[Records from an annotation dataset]
•••••
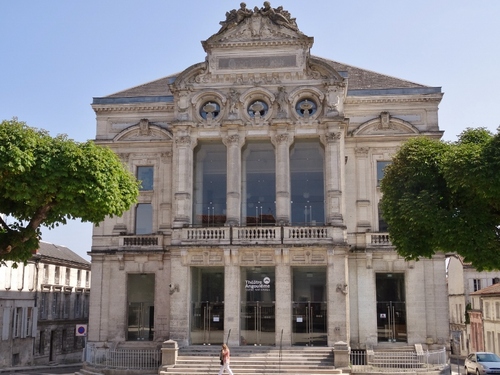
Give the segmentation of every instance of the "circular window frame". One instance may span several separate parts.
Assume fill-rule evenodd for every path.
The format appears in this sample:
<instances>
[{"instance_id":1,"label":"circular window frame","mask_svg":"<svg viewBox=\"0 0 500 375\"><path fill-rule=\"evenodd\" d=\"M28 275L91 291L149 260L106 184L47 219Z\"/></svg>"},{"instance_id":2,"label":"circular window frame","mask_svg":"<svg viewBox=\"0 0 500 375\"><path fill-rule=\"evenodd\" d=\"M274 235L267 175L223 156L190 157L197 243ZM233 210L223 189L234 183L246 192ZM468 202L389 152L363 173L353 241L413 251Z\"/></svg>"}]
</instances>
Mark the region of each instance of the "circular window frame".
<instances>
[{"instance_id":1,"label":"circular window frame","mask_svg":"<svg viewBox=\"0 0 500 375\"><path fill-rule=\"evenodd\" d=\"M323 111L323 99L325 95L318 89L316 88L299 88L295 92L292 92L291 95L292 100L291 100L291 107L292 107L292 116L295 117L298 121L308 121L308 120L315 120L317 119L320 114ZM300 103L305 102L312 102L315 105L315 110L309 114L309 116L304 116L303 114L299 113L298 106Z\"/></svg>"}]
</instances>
•••••
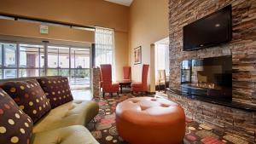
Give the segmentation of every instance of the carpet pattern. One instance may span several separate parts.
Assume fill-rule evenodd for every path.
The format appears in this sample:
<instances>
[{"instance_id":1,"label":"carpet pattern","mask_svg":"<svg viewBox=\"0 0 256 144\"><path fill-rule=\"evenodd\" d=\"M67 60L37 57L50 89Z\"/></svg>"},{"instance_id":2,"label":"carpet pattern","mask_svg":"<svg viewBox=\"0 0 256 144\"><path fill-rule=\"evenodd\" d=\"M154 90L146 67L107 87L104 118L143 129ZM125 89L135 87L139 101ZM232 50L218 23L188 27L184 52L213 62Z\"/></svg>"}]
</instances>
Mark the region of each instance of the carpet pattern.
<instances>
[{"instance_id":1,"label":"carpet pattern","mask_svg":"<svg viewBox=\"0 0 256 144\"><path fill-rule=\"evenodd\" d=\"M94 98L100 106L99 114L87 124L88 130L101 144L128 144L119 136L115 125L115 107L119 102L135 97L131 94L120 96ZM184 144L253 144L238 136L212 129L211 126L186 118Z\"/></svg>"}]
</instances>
•••••
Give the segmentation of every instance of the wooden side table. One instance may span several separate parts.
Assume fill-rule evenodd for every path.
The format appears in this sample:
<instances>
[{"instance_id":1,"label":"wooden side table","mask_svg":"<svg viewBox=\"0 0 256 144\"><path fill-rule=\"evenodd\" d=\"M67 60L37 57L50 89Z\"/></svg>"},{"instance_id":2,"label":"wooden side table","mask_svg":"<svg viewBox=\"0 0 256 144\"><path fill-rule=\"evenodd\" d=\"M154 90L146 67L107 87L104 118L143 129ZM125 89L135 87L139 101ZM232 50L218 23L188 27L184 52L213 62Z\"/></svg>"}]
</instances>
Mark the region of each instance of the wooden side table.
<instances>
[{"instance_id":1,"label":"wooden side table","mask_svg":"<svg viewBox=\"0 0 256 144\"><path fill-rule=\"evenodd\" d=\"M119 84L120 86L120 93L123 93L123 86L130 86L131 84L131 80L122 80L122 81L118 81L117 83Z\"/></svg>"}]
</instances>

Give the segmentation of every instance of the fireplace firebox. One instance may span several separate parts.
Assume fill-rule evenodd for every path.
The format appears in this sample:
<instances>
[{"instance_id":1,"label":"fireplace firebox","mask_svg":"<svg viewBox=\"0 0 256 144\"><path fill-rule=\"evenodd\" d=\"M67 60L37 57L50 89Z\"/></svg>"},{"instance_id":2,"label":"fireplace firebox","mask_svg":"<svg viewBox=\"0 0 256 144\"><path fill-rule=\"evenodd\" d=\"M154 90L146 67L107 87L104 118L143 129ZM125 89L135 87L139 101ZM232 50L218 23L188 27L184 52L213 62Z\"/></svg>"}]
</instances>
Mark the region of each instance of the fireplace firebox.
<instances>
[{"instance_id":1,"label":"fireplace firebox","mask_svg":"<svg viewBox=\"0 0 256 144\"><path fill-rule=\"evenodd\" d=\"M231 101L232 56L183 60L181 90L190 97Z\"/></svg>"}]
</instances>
•••••
• _Directions for this task_
Please report each line of the records above that contains the word "region", copying every such line in full.

• _Reply_
Mark the region of each instance of the "circular window frame".
Mark the region of each instance of the carpet pattern.
Mark the region of each instance of the wooden side table.
Mark the region of each instance of the fireplace firebox.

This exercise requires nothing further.